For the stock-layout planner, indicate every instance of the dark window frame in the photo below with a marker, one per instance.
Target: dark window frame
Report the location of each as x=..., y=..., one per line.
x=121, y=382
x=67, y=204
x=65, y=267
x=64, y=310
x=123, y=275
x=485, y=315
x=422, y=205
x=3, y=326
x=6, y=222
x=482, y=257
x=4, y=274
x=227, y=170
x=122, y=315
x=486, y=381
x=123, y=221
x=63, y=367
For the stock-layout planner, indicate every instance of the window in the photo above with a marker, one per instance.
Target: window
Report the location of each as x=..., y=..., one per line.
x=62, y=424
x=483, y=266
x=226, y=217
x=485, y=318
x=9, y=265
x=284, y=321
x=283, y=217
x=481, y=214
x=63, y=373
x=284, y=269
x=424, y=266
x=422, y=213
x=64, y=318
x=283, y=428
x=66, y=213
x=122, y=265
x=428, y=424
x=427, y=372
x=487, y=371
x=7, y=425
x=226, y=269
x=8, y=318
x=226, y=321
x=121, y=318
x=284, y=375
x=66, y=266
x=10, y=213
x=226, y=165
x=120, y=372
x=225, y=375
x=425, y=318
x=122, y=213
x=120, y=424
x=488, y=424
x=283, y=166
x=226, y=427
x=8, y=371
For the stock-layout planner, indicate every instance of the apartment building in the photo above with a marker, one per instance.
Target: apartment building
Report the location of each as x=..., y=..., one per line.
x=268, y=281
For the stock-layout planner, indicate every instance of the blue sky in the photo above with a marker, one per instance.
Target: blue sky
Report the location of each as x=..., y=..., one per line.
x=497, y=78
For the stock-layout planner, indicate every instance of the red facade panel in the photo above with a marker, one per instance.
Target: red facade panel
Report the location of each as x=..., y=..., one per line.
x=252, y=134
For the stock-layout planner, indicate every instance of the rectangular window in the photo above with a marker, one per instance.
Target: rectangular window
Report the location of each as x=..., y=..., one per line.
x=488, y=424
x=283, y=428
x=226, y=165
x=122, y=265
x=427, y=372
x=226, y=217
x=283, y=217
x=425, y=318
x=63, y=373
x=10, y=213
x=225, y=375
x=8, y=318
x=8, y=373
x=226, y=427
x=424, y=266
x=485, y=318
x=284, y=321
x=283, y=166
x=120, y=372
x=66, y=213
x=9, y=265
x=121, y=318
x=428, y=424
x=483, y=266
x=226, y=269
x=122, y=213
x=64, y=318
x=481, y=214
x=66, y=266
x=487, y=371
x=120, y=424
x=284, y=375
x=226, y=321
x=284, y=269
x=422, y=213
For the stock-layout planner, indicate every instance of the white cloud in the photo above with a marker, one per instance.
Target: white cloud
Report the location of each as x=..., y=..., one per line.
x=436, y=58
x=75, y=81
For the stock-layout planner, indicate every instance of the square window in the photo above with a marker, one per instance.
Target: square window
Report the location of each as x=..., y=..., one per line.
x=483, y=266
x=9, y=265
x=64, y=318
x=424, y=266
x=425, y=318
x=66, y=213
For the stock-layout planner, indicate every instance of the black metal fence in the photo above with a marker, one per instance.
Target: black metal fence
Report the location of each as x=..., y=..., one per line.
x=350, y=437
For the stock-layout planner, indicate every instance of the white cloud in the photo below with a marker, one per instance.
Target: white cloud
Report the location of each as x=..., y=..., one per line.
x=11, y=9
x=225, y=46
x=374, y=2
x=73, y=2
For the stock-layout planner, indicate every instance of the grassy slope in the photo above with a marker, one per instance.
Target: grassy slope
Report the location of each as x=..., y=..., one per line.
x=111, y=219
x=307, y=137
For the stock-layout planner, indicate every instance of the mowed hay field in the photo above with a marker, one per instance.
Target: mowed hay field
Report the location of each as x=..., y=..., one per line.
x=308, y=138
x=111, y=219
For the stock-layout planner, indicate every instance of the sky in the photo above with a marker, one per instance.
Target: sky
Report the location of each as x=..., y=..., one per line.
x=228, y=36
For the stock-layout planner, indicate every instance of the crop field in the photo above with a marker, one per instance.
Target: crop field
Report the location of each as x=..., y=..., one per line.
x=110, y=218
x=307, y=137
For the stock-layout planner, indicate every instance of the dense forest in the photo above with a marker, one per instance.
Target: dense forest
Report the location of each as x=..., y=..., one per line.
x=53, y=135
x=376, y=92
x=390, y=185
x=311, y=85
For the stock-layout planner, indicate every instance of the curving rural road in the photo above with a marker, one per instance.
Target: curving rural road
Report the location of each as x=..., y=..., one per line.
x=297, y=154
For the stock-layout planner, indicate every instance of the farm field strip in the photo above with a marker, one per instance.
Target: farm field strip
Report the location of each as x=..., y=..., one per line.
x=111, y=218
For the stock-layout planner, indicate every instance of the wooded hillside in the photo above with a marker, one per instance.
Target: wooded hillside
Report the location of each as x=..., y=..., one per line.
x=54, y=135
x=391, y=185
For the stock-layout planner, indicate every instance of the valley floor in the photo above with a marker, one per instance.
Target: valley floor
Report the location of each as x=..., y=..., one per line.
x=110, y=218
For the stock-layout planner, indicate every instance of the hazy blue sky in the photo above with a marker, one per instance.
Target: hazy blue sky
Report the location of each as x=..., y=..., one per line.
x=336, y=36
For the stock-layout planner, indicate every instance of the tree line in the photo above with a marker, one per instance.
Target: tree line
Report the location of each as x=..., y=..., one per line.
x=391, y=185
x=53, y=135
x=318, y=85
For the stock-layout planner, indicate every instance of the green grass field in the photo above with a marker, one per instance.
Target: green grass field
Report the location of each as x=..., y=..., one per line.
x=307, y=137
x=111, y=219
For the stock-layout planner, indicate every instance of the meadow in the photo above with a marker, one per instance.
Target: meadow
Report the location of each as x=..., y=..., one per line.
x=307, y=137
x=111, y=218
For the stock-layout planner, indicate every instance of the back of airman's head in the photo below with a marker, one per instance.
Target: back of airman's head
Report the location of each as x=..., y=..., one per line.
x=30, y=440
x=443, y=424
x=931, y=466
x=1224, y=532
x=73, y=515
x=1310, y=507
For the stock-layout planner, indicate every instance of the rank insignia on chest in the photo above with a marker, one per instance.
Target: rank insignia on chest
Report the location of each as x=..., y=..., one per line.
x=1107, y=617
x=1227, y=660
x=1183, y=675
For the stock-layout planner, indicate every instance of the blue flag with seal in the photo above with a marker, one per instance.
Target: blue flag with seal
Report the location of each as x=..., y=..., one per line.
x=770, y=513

__GIVEN REQUEST__. Write out every line of the data above, word for word and with nothing changed.

__TASK ANSWER__.
For the stock-layout planner, indicate every instance of the dark window frame in the photo below with a marker, one per instance.
Target: dark window frame
Report the location of each as x=..., y=..., one per line.
x=121, y=382
x=67, y=204
x=65, y=267
x=64, y=310
x=123, y=275
x=485, y=315
x=422, y=205
x=3, y=326
x=6, y=222
x=482, y=257
x=4, y=274
x=227, y=170
x=122, y=315
x=486, y=381
x=123, y=221
x=63, y=367
For the stock-layout planner, indicate every instance of the window in the photo above with a marker, one per instance.
Target: window
Report the location of each as x=..., y=..., one per line.
x=62, y=424
x=483, y=266
x=226, y=217
x=485, y=318
x=9, y=265
x=284, y=321
x=283, y=217
x=481, y=214
x=63, y=373
x=284, y=269
x=424, y=266
x=422, y=213
x=64, y=318
x=283, y=428
x=66, y=213
x=122, y=265
x=428, y=424
x=427, y=372
x=487, y=371
x=7, y=425
x=226, y=269
x=8, y=318
x=226, y=321
x=121, y=318
x=284, y=375
x=66, y=266
x=10, y=213
x=226, y=165
x=120, y=372
x=225, y=375
x=425, y=318
x=122, y=213
x=120, y=424
x=488, y=424
x=283, y=166
x=226, y=427
x=8, y=371
For the stock-layout planner, indicate every instance of the apartment building in the photo above with a marker, one per instance.
Target: apartment building
Report the location of each as x=..., y=..., one per line.
x=268, y=281
For the stock-layout planner, indicate every instance of the blue sky in the photo above with a marker, one per instance.
Target: blue sky
Report the location of each as x=..., y=..., one per line.
x=497, y=78
For the stock-layout planner, indicate every instance of the red facade panel in the photo above with a marker, one per instance.
Target: red facade panel
Report the location of each as x=..., y=..., one per line.
x=252, y=134
For the stock-layout planner, indicate every instance of the rectangular window in the photo above with a marker, one per instance.
Target: rectangular window
Report the location of each as x=..., y=..., one per line.
x=488, y=424
x=283, y=428
x=226, y=165
x=122, y=265
x=427, y=372
x=226, y=217
x=283, y=217
x=425, y=318
x=63, y=373
x=10, y=213
x=225, y=375
x=8, y=318
x=8, y=373
x=226, y=427
x=424, y=266
x=485, y=318
x=284, y=321
x=283, y=166
x=120, y=372
x=66, y=213
x=9, y=265
x=121, y=318
x=428, y=424
x=483, y=266
x=226, y=269
x=122, y=213
x=64, y=318
x=481, y=214
x=66, y=266
x=487, y=371
x=120, y=424
x=284, y=375
x=226, y=321
x=284, y=269
x=422, y=213
For the stock-layout planner, indicate every instance of the white cloud in the photo above with a marker, one per instance.
Target: white cloud
Report the location of each as x=..., y=..., one per line.
x=436, y=58
x=75, y=81
For the stock-layout planner, indicate every instance of the square window in the photo above with a marker, one per instance.
Target: square window
Report the location of each as x=..., y=..., one per line.
x=483, y=266
x=9, y=265
x=64, y=318
x=424, y=266
x=425, y=318
x=66, y=213
For the stock-layout planner, indicate every instance of the black metal fence in the photo above with a marker, one per instance.
Target: black metal fence
Report the location of each as x=..., y=..., one per line.
x=350, y=437
For the stock-layout planner, indicate every instance of the white cloud in the photo below with a marker, one per instance.
Target: white cloud
Report the location of each as x=..., y=..., one per line.
x=11, y=9
x=225, y=46
x=374, y=2
x=73, y=2
For the stock-layout planner, indicate every instance of the grassy slope in the photo above with a marker, one per instance.
Target: grassy slope
Report the location of each as x=..., y=..., one per line.
x=111, y=219
x=307, y=137
For the stock-layout planner, indicate every instance of the mowed hay field in the photo above with a marker, one per instance.
Target: mowed hay field
Report the location of each as x=..., y=..., one per line.
x=308, y=138
x=111, y=219
For the stock-layout planner, indicate every instance of the sky in the photo above with a marker, one per instance.
Target: sky
Report the location of each as x=..., y=..., one per line.
x=228, y=36
For the stock-layout planner, indicate every instance of the crop field in the photo above with a marker, one per instance.
Target: crop field
Report the location of each as x=..., y=..., one per line.
x=110, y=218
x=307, y=137
For the stock-layout planner, indicate every instance of the dense forest in the photo above with a marker, one per instance.
Target: dense forest
Report the location of each as x=..., y=..., one per line.
x=53, y=135
x=376, y=92
x=390, y=185
x=311, y=85
For the stock-layout planner, indicate every instance of the curving rural road in the photo above with a marker, one per instance.
Target: curving rural road
Report the location of each as x=..., y=..., one per line.
x=297, y=154
For the stock-layout planner, indicate every instance of the farm field strip in the photo above with a marker, one per instance.
Target: farm field strip
Report the location of each as x=..., y=..., one per line.
x=111, y=218
For the stock-layout planner, indicate every instance of the wooded hillside in the photo above with a marker, one per instance.
Target: wooded hillside
Report the location of each as x=..., y=..., one per line.
x=54, y=135
x=391, y=185
For the stock-layout planner, indicate every instance of the valley floor in the photo above with a marker, one per instance.
Target: valley floor
Report the location of each as x=..., y=..., one per line.
x=110, y=218
For the stock-layout planner, indicate every instance of the hazy blue sky in the photo above with a marker, one per instance.
Target: hazy blue sky
Report the location of each as x=..., y=..., one per line.
x=336, y=36
For the stock-layout planner, indicate every instance of the tree line in the photo above with a marker, one per instance.
Target: tree line
Report the location of each as x=..., y=..., one per line.
x=391, y=185
x=53, y=135
x=318, y=85
For the stock-layout planner, indicate every instance of the green grass field in the photo above with a marker, one per instance.
Target: green grass field
Report the location of each as x=..., y=..., one per line.
x=307, y=137
x=111, y=219
For the stock-layout planner, indicate every instance of the meadow in the photo above with a marker, one per instance.
Target: meadow
Report the location of each as x=..., y=..., one per line.
x=307, y=137
x=111, y=218
For the stock-layout planner, indicate every instance of the back of airman's head in the photo below with a marker, one per instance.
Target: back of airman's head
Report the location of each as x=..., y=..., one per line.
x=30, y=440
x=443, y=424
x=931, y=466
x=1224, y=532
x=73, y=515
x=1310, y=507
For the stock-layout planner, indicate every instance of the rank insignia on chest in the photo above with a marker, one per instance.
Target: rank insignia on chest
Report the location of each as x=..., y=..., one per line.
x=1107, y=617
x=1227, y=660
x=1183, y=675
For the stock-layout planner, indicate every instance of the blue flag with seal in the photo above with a marker, one per instance.
Target: blue flag with seal
Report the location of each as x=..., y=..., one per line.
x=770, y=513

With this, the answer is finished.